═════ Excerpted data
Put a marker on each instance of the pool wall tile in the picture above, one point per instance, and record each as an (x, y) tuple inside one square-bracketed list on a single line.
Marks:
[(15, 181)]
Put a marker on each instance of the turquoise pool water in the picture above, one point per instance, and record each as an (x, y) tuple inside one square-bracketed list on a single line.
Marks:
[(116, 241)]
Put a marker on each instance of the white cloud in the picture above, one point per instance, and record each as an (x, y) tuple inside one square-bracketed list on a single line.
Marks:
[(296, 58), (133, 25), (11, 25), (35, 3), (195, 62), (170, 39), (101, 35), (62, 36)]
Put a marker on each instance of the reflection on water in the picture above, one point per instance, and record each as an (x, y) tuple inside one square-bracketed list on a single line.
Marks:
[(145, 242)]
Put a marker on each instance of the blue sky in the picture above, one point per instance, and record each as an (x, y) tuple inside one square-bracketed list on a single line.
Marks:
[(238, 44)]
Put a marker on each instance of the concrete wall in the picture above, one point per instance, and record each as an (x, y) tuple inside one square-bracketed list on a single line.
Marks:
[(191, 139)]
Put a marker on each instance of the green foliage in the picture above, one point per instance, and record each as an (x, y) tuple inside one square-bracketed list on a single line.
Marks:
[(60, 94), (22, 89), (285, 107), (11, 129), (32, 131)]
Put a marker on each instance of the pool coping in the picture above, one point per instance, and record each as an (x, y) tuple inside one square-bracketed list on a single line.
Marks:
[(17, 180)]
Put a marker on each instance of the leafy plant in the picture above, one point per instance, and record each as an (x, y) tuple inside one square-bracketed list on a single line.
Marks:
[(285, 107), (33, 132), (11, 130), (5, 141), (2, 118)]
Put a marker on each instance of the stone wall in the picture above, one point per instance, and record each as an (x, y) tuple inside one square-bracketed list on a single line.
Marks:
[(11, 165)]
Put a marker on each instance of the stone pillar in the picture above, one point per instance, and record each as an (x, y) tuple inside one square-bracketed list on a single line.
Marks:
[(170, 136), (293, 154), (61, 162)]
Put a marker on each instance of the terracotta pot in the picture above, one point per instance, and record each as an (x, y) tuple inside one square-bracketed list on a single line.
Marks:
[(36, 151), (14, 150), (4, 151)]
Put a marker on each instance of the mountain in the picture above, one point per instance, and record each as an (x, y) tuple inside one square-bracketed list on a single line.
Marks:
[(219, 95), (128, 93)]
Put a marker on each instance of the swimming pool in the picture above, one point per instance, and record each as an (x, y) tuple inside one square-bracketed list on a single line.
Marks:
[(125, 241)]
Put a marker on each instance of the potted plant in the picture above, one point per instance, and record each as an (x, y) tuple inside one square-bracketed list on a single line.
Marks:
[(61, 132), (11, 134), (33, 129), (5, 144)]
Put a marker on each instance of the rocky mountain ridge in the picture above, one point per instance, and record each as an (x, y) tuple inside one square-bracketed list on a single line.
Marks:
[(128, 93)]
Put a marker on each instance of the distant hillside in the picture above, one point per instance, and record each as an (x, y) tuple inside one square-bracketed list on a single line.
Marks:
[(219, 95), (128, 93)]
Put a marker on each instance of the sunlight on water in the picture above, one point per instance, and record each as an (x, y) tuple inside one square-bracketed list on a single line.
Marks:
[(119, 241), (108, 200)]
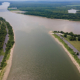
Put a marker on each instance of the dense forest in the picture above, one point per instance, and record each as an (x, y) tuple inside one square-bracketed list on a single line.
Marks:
[(58, 10), (10, 43), (3, 33)]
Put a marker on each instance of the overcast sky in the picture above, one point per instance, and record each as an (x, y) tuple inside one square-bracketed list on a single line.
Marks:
[(39, 0)]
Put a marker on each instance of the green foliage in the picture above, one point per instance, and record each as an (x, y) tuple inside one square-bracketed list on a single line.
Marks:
[(72, 38), (9, 44), (3, 33), (58, 10), (79, 38), (65, 35)]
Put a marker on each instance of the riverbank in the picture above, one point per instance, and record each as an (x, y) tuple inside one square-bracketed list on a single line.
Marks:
[(71, 57), (9, 63)]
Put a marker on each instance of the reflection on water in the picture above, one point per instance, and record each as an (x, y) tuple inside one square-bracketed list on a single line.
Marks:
[(37, 56), (72, 11)]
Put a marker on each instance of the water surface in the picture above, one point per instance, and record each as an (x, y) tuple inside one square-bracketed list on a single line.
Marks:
[(37, 56)]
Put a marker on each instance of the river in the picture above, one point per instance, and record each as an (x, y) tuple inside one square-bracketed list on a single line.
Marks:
[(37, 56)]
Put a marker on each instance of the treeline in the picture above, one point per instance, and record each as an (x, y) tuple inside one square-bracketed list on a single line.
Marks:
[(3, 33), (58, 10), (8, 45), (73, 37), (69, 49)]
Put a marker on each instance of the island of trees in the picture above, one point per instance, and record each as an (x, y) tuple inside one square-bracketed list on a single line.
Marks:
[(3, 32), (58, 10)]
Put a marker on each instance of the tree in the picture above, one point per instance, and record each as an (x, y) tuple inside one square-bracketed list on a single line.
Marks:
[(65, 35), (79, 38)]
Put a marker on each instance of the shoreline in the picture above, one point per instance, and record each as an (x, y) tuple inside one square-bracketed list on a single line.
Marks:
[(69, 54), (9, 63)]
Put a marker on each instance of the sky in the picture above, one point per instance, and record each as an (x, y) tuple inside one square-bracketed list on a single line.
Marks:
[(39, 0)]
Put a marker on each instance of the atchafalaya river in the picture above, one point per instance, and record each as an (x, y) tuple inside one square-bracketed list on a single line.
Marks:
[(37, 56)]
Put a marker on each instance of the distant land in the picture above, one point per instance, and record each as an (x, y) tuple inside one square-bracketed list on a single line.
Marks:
[(57, 10)]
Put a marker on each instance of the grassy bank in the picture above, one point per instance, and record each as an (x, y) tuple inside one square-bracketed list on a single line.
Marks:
[(68, 48), (9, 45), (76, 43)]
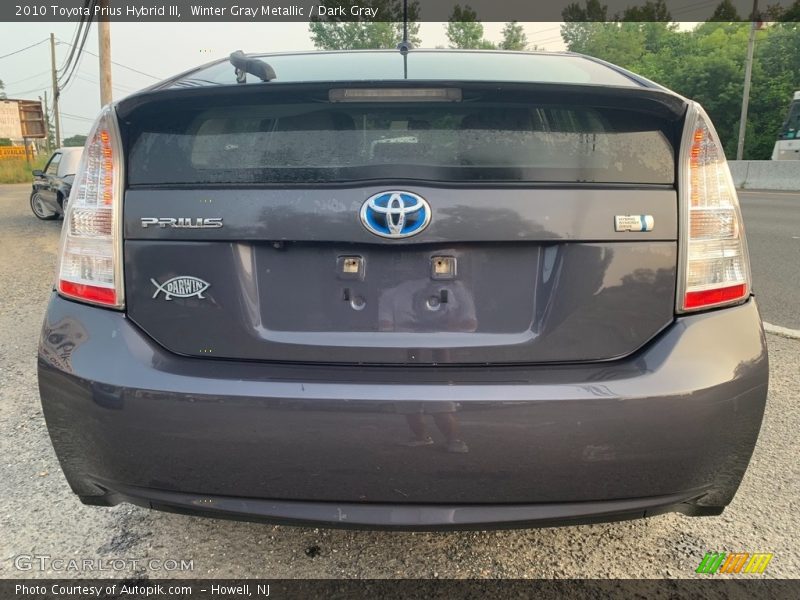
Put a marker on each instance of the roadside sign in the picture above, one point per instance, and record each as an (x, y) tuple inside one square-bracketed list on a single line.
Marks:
[(12, 152)]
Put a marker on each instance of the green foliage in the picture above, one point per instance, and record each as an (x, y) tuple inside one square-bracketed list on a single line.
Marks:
[(464, 30), (74, 141), (707, 65), (514, 37), (649, 11), (592, 11), (339, 35)]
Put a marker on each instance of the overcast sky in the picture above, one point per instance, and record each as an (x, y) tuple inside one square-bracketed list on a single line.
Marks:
[(164, 49)]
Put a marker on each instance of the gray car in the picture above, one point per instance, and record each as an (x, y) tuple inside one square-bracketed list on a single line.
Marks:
[(423, 289), (51, 185)]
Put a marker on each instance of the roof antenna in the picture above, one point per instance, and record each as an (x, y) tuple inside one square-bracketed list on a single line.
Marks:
[(243, 65), (404, 46)]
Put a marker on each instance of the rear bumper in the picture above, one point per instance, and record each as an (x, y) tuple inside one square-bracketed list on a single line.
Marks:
[(671, 428)]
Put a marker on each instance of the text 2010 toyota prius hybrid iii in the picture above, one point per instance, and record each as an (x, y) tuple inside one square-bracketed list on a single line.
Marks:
[(424, 289)]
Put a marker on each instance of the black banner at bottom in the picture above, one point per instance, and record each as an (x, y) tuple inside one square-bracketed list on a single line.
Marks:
[(291, 589)]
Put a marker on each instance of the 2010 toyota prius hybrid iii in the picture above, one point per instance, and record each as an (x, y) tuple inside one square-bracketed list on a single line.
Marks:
[(433, 289)]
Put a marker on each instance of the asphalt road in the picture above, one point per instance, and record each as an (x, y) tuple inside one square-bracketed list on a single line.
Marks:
[(39, 515), (772, 225)]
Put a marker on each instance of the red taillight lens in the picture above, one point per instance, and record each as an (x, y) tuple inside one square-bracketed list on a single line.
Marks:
[(90, 261), (715, 268)]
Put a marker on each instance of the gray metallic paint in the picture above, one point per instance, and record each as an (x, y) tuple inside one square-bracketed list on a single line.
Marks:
[(518, 296), (679, 419)]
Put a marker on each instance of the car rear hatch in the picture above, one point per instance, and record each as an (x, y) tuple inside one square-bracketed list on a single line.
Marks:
[(552, 233)]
══════════
- **The problem**
Say how many lines in the listing above include the word "wall". Nothing but the number is needed.

- **Task response**
3